* WORK TO BE COMPLETED: Format every line of the data below as a JSON list of strings, one string per line, leaving out blank lines.

+++++

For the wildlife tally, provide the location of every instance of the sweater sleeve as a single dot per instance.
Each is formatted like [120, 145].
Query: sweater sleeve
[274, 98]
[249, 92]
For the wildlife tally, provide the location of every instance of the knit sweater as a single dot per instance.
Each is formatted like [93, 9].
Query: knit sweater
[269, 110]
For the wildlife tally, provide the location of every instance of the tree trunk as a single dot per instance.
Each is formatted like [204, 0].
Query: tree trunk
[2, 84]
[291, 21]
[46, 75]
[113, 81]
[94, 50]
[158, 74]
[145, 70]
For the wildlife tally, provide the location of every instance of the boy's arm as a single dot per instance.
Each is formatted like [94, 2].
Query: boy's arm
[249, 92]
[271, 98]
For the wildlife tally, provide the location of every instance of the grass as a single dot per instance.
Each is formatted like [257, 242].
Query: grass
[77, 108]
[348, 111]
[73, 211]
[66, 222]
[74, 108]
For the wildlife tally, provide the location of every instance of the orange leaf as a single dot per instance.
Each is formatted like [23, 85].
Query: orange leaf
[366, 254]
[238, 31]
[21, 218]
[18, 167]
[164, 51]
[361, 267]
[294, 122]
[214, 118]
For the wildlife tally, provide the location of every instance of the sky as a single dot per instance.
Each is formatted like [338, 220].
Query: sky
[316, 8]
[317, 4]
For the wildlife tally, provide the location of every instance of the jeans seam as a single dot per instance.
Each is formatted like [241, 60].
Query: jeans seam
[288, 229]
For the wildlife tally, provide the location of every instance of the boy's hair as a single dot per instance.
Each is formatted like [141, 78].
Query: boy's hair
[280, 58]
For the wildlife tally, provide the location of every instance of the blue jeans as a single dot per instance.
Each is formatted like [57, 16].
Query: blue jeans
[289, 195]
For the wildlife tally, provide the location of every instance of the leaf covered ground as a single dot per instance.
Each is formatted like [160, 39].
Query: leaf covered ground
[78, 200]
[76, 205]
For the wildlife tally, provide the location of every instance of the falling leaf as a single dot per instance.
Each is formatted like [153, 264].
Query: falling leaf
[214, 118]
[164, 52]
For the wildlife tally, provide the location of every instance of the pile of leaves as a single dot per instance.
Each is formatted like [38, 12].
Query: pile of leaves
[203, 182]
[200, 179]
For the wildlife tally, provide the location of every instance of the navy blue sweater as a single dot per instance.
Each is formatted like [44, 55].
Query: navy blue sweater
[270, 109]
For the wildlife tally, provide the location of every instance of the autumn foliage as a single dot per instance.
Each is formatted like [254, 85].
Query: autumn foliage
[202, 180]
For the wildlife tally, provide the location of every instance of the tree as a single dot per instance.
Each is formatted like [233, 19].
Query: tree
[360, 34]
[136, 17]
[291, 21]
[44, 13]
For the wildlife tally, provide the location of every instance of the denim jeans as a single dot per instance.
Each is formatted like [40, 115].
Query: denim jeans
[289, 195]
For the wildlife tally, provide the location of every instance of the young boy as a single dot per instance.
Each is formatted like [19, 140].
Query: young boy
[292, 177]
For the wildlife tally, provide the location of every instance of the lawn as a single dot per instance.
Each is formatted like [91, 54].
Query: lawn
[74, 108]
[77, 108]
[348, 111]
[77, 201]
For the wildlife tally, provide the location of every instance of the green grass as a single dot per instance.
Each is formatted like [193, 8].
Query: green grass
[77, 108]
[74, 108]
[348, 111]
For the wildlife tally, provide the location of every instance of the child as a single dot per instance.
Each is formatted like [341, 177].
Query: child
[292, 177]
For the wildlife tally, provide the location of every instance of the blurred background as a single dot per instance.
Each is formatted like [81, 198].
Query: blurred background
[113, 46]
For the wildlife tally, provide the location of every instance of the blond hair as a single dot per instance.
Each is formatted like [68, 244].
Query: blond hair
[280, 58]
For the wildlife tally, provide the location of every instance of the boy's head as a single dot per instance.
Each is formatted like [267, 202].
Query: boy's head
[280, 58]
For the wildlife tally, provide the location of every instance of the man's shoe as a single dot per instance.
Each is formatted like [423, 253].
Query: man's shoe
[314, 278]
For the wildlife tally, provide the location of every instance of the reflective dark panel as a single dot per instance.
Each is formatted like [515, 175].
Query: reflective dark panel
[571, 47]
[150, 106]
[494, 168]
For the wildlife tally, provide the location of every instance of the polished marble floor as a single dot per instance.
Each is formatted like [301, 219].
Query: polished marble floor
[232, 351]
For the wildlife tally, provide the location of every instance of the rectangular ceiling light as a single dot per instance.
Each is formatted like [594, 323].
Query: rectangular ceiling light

+++++

* TASK ANSWER:
[
  "For the wildlife tally, provide the location of every instance of the sweater sleeve as a single dot per instance.",
  "Each is formatted like [120, 145].",
  "Query: sweater sleeve",
  "[274, 98]",
  "[249, 92]",
  "For the wildlife tally, provide the location of every instance of the knit sweater as a single dot per instance.",
  "Each is formatted like [93, 9].",
  "Query: knit sweater",
  "[269, 110]",
  "For the wildlife tally, provide the location of every instance of the tree trunk as a single dot per instance.",
  "Each is formatted like [204, 0].",
  "Query: tree trunk",
  "[2, 84]",
  "[291, 21]",
  "[46, 75]",
  "[113, 81]",
  "[94, 50]",
  "[158, 74]",
  "[145, 70]",
  "For the wildlife tally, provide the location of every instance of the boy's arm as a single dot per instance.",
  "Each is formatted like [94, 2].",
  "Query: boy's arm",
  "[249, 92]",
  "[271, 98]",
  "For the wildlife tally, provide the location of every instance of the grass as a single dot per instance.",
  "Each is formatted like [257, 242].",
  "Query: grass",
  "[77, 108]",
  "[348, 111]",
  "[73, 211]",
  "[66, 222]",
  "[74, 108]",
  "For the wildlife tally, provide the location of every instance of the orange leaf as a single dot per instance.",
  "Each is formatted like [23, 85].",
  "Query: orange leaf",
  "[366, 254]",
  "[238, 31]",
  "[21, 218]",
  "[18, 167]",
  "[164, 51]",
  "[361, 267]",
  "[294, 122]",
  "[214, 118]",
  "For the wildlife tally, provide the location of every instance of the sky as a single dot per instance.",
  "Each is formatted like [338, 220].",
  "Query: sky",
  "[316, 8]",
  "[317, 4]",
  "For the wildlife tally, provide the location of every instance of the jeans seam as a single dot per instance.",
  "Each is formatted like [241, 60].",
  "Query: jeans seam",
  "[288, 229]",
  "For the wildlife tally, provide the location of every instance of the boy's hair as a single dot per instance.",
  "Each is formatted like [141, 78].",
  "Query: boy's hair",
  "[280, 58]",
  "For the wildlife tally, provide the location of every instance of the blue jeans as a single dot per instance.",
  "Each is formatted like [57, 16].",
  "Query: blue jeans",
  "[289, 195]",
  "For the wildlife tally, provide the location of every instance of the leaf covered ground as a single dot per instance.",
  "Each is formatted like [160, 39].",
  "Query: leaf covered ground",
  "[78, 200]",
  "[76, 205]",
  "For the wildlife tally, provide the location of every instance of the falling leaf as a single dot per instance.",
  "Each is formatted like [153, 264].",
  "Query: falling leaf",
  "[214, 118]",
  "[164, 52]",
  "For the wildlife tally, provide the location of every instance of the pile of leaves as a single dot per instance.",
  "Each is formatted like [38, 12].",
  "Query: pile of leaves",
  "[203, 182]",
  "[200, 179]",
  "For the wildlife tally, provide the location of every instance of the navy blue sweater as a single dot per instance.",
  "Each is formatted like [44, 55].",
  "Query: navy blue sweater",
  "[270, 109]",
  "For the wildlife tally, provide the location of every instance of the autumn foliage as a single dot per instance.",
  "Each is formatted like [254, 85].",
  "Query: autumn foliage",
  "[202, 180]",
  "For the wildlife tally, provide the location of every instance of the tree as a single dot per instance.",
  "Each is formatted like [233, 19].",
  "Query: tree",
  "[360, 34]",
  "[136, 17]",
  "[291, 21]",
  "[44, 13]",
  "For the wildlife tally, provide the location of every instance of the denim jeans as a single dot per instance.",
  "Each is formatted like [40, 115].",
  "Query: denim jeans",
  "[289, 195]",
  "For the wildlife tally, provide the location of every instance of the young boy as a single dot per instance.",
  "Each is formatted like [19, 140].",
  "Query: young boy",
  "[292, 177]",
  "For the wildlife tally, provide the location of every instance of the lawn as a single dot per instance.",
  "Each is formatted like [91, 54].",
  "Query: lawn",
  "[74, 108]",
  "[77, 108]",
  "[348, 111]",
  "[77, 201]",
  "For the wildlife tally, provide the location of every instance of the green grass as a single dot per instance.",
  "Each is formatted like [193, 8].",
  "Query: green grass",
  "[77, 108]",
  "[74, 108]",
  "[348, 111]",
  "For the wildlife tally, provide the location of every instance of the child as a single dot per instance.",
  "Each is formatted like [341, 177].",
  "Query: child",
  "[292, 177]",
  "For the wildlife tally, provide the location of every instance of the blurred background as a single dot per instance.",
  "Each is formatted like [81, 198].",
  "Query: blurred background",
  "[113, 46]",
  "For the wildlife tally, provide the location of every instance of the blond hair as a single dot per instance.",
  "Each is formatted like [68, 244].",
  "Query: blond hair",
  "[280, 58]",
  "For the wildlife tally, provide the location of every instance of the boy's head as a single dot per instance.",
  "Each is formatted like [267, 202].",
  "Query: boy's head",
  "[280, 58]",
  "For the wildlife tally, provide the location of every instance of the man's shoe as a single dot per instance.",
  "Each is formatted like [423, 253].",
  "Query: man's shoe",
  "[314, 278]",
  "For the wildlife tally, provide the location of every instance of the reflective dark panel as a single dot per instance.",
  "Each is formatted like [515, 175].",
  "Query: reflective dark panel",
  "[571, 47]",
  "[150, 106]",
  "[494, 168]",
  "For the wildlife tally, provide the location of every instance of the polished marble floor as a single dot per instance.",
  "Each is formatted like [301, 219].",
  "Query: polished marble floor",
  "[232, 351]",
  "For the wildlife tally, provide the location of every instance of the rectangular ceiling light as a single dot per instance.",
  "Each is formatted like [594, 323].",
  "Query: rectangular ceiling light"
]